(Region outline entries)
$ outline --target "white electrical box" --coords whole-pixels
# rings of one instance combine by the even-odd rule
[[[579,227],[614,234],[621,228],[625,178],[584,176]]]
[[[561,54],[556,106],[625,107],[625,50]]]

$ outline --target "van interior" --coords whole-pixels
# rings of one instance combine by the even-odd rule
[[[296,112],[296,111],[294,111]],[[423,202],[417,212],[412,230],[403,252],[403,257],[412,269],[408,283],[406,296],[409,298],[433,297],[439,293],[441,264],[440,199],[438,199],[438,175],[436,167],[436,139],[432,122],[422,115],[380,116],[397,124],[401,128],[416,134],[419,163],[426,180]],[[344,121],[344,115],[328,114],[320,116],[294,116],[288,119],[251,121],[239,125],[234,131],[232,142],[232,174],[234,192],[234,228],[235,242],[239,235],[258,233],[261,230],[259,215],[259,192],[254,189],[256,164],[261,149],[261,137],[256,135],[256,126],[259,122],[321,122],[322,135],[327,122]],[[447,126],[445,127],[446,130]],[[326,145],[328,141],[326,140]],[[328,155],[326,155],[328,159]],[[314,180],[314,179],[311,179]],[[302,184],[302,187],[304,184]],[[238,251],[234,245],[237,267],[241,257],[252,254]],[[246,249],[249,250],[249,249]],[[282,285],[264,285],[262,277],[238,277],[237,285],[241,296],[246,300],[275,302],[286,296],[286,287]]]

TASK INSTRUCTIONS:
Please reproduce every line of the data above, outline commands and comment lines included, but rescale each polygon coordinate in the answers by multiplying it by 0.5 and rounding to the nearest whole number, with halves rounded up. Leave every other number unchanged.

THE COMPLETED TASK:
$ outline --target "white electrical box" --coords whole-pixels
# rings of one instance combine by the even-odd rule
[[[290,114],[307,117],[311,114],[313,89],[292,88]]]
[[[281,27],[278,53],[313,54],[313,25]]]

$ outline --target "van interior" --coords whole-pixels
# rings of one instance combine by the even-odd rule
[[[148,56],[148,56],[147,56]],[[212,101],[209,106],[206,115],[202,126],[202,129],[206,135],[204,142],[203,148],[205,149],[217,149],[220,147],[221,132],[220,100],[219,100],[219,88],[218,84],[218,70],[216,61],[211,58],[190,58],[199,62],[201,64],[208,67],[210,82],[213,90]],[[172,61],[172,58],[164,57],[160,58],[147,58],[144,60],[126,61],[120,63],[117,66],[116,71],[116,87],[117,96],[117,114],[118,121],[120,118],[129,117],[131,115],[130,108],[130,96],[127,95],[128,82],[131,75],[131,69],[128,68],[128,63],[130,61],[161,61],[161,68],[164,61]],[[224,63],[223,64],[223,65]],[[163,73],[164,71],[163,70]],[[164,78],[163,78],[164,80]],[[157,90],[157,90],[156,90]],[[151,92],[151,94],[152,92]],[[119,126],[117,123],[119,134],[121,129],[126,127]],[[123,125],[125,125],[125,125]],[[141,143],[132,143],[131,139],[119,139],[119,143],[121,148],[123,150],[138,151],[143,148],[143,144]]]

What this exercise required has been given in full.